■ TÂCHE DONNÉE 1
Pouvez-vous redonner le passage des enregistrements qui va de la ligne contenant "of the break" jusqu'à la fin des enregistrements, modifié en remplaçant "break in the clouds" par "gap in the clouds", sans rien changer d'autre ?

Nous touchons ici à une des limites de ce projet de loi. Théoriquement, cette loi est faite pour simplifier la justice, la rendre plus accessible…
…et moins chère pour un certain nombre d'ayants droit. Or que constaterons-nous demain ? Que les coûts de la justice vont augmenter.
Pour un litige de 5 000 euros, le tarif des émoluments d'un avoué s'établit aujourd'hui à 248,59 euros.
Demain, il y aura un renchérissement du coût de la procédure d'environ 300 euros du fait de la taxe – pour autant qu'on puisse en mesurer le coût. Qui plus est, le Conseil national des barreaux a proposé ces derniers jours de fixer la part répétible des honoraires à 800 euros TTC, auxquels il faut ajouter un timbre électronique d'un montant de 60 euros ; soit un total qui s'élèvera à 1 160 euros pour une affaire assez simple, s'il n'y a pas d'incident de procédure. Autrement dit, on va vraisemblablement tripler le coût de la justice… Est-ce ainsi que l'on facilitera l'accès à la justice, les recours en appel des justiciables ? Cette affaire montre, une fois de plus, toute l'inanité de ce projet de loi.
La question de l'assiette de la taxe n'est pas clairement tranchée. L'appelant n'est pas toujours celui qui a provoqué le conflit judiciaire. La mettre sur le dos du seul appelant m'apparaît parfaitement pénalisant – d'autant qu'on ne sait pas toujours qui est l'appelant.
Si taxe il doit y avoir – puisque manifestement c'est le seul moyen qui a été retenu pour alimenter le fonds d'indemnisation –, je crois qu'il serait sage, en termes de justice fiscale, de justice sociale, de reconsidérer son assiette. Pourquoi l'appelant devrait-il être le seul visé par le recouvrement de cette taxe pour abonder le fonds ? Quelles justifications précises pouvez-vous apporter ?
Je suis saisi d'un amendement n° 16 .

■ TÂCHE DONNÉE 2
Pouvez-vous transcrire mot pour mot le passage du document qui va de "Nous touchons ici" jusqu'à "justice vont augmenter." ?

[Entrées d'un jeu d'annotations par points]
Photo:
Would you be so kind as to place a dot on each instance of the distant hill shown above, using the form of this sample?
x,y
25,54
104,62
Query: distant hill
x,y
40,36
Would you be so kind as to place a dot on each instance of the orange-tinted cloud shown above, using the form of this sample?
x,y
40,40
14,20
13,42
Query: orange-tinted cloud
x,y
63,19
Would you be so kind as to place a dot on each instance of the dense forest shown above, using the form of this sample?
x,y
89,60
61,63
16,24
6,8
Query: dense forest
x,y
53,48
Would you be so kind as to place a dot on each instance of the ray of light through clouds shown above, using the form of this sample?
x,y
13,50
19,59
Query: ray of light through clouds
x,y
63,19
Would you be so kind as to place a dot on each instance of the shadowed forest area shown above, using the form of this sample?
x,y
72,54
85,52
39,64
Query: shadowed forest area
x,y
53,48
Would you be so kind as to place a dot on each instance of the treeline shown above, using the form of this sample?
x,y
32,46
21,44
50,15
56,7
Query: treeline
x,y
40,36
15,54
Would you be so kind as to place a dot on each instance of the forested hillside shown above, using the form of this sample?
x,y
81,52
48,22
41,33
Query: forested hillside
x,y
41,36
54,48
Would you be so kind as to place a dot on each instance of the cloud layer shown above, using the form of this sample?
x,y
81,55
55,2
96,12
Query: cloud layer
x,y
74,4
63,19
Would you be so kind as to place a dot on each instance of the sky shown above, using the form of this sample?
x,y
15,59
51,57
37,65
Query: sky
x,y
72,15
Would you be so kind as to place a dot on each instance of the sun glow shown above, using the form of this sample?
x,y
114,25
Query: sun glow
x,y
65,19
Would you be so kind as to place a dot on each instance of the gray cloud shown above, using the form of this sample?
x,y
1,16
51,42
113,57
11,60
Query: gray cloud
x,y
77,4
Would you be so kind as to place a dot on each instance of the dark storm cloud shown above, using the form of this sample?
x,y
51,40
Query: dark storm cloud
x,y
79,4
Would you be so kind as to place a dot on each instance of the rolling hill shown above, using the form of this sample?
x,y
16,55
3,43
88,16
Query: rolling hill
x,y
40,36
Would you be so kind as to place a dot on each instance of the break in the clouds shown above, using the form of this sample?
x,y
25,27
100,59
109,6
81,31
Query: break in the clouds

■ RÉPONSE CORRECTE 1
Would you be so kind as to place a dot on each instance of the gap in the clouds shown above, using the form of this sample?
x,y
25,27
100,59
109,6
81,31
Query: gap in the clouds

■ RÉPONSE CORRECTE 2
Nous touchons ici à une des limites de ce projet de loi. Théoriquement, cette loi est faite pour simplifier la justice, la rendre plus accessible…
…et moins chère pour un certain nombre d'ayants droit. Or que constaterons-nous demain ? Que les coûts de la justice vont augmenter.